== Given request a ==
Transcribe the part of the cheese notes from "Flavor: Piquant, mouthwatering, fermented" to "might not display.".

== Page ==
************

Humboldt Fog isn't sticky and silky like Brie, but you look at it and imagine a Brie in Wonderland that swallowed a growth potion. Unlike fresh goat cheese, Humboldt Fog is dusted in vegetable ash and inoculated with P.candidum to develop that edible white skin. Its flavor is saltier and less acidic than Brie, without the animal notes. Instead, you get a flaky cheesecake texture and buttermilk tang with pronounced citrus fruit. The brightness of lemon shining through all that fog.
Flavor: Piquant, mouthwatering, fermented fruit
Texture: Panna cotta
Producer: Ca De Ambros
From Lombardian Taleggio producer Ca De Ambros comes this gelatinous wobble of a blue cheese. Heavy, wet curd collapses instantly when pierced, meaning you may find traces of mold lines, but little if any actual blue or green mold. You might guess it to be a Gorgonzola dolce, but this cheese is all goat milk, and that dairy swap is reflected in the fine, snowy-white paste and the amped-up fermented fruit flavors that a Gorgonzola might not display.
Otherwise, though, you'd struggle to tell the difference. This cheese is first and foremost a textural marvel, silken and squishy in a way that makes you want to grab it by the handful.
Pasteurized and Unpasteurized
Aroma: Hay and goat milk
Flavor: Sweet and tart
Texture: Cream leading to velvet
Character: The goat upgrade
Europe inspires me for its large-ish-scale "factory" producers that still prioritize tradition and hand-crafted technique. In this case, Sèvre & Belle Cooperative has the 6th largest production of goat cheese in France, but still hand-ladles all its curd into teeny tiny molds, and works only with fresh goat milk (rather than frozen curd). Based with the department of Poitou-Charentes, in the town of Celles-sur-Belle, they make pasteurized cheeses for the American market, but from the same facility produce raw milk versions of the same cheeses. And the flavor and consistency is remarkably high.

************

== Information shown ==

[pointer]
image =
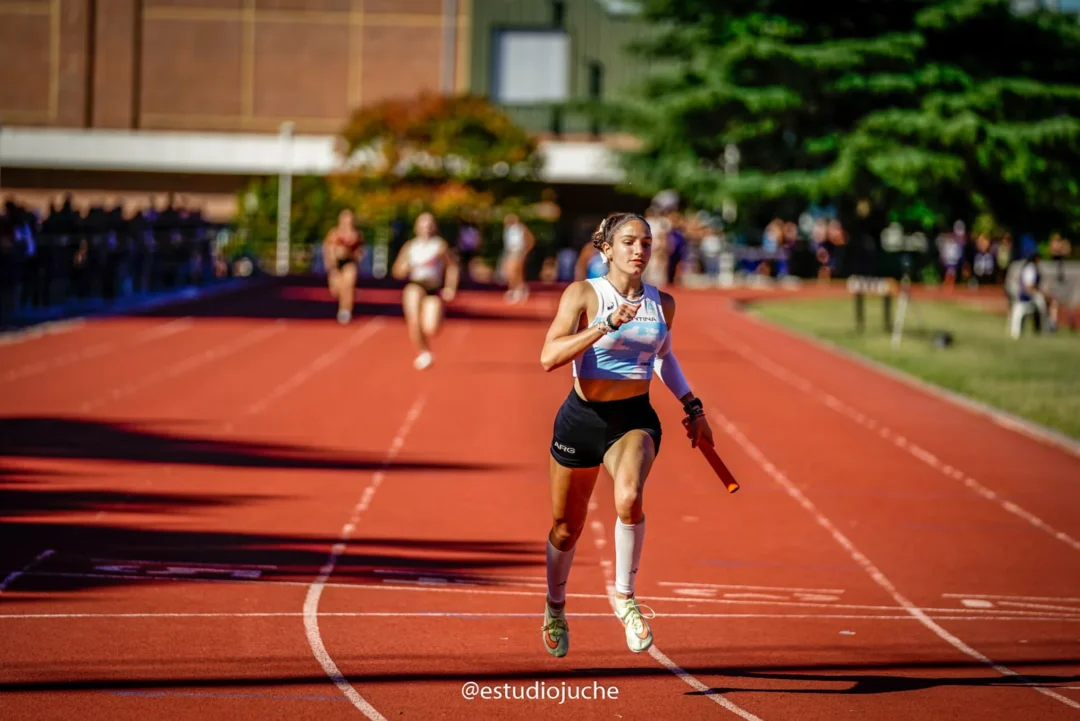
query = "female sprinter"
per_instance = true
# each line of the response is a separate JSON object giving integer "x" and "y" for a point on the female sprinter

************

== Given request b ==
Repeat the records above word for word, covering every line of them but leaving out the picture.

== Problem solution a ==
Flavor: Piquant, mouthwatering, fermented fruit
Texture: Panna cotta
Producer: Ca De Ambros
From Lombardian Taleggio producer Ca De Ambros comes this gelatinous wobble of a blue cheese. Heavy, wet curd collapses instantly when pierced, meaning you may find traces of mold lines, but little if any actual blue or green mold. You might guess it to be a Gorgonzola dolce, but this cheese is all goat milk, and that dairy swap is reflected in the fine, snowy-white paste and the amped-up fermented fruit flavors that a Gorgonzola might not display.

== Problem solution b ==
[pointer]
image =
query = "female sprinter"
per_instance = true
# each line of the response is a separate JSON object giving integer "x" and "y" for a point on the female sprinter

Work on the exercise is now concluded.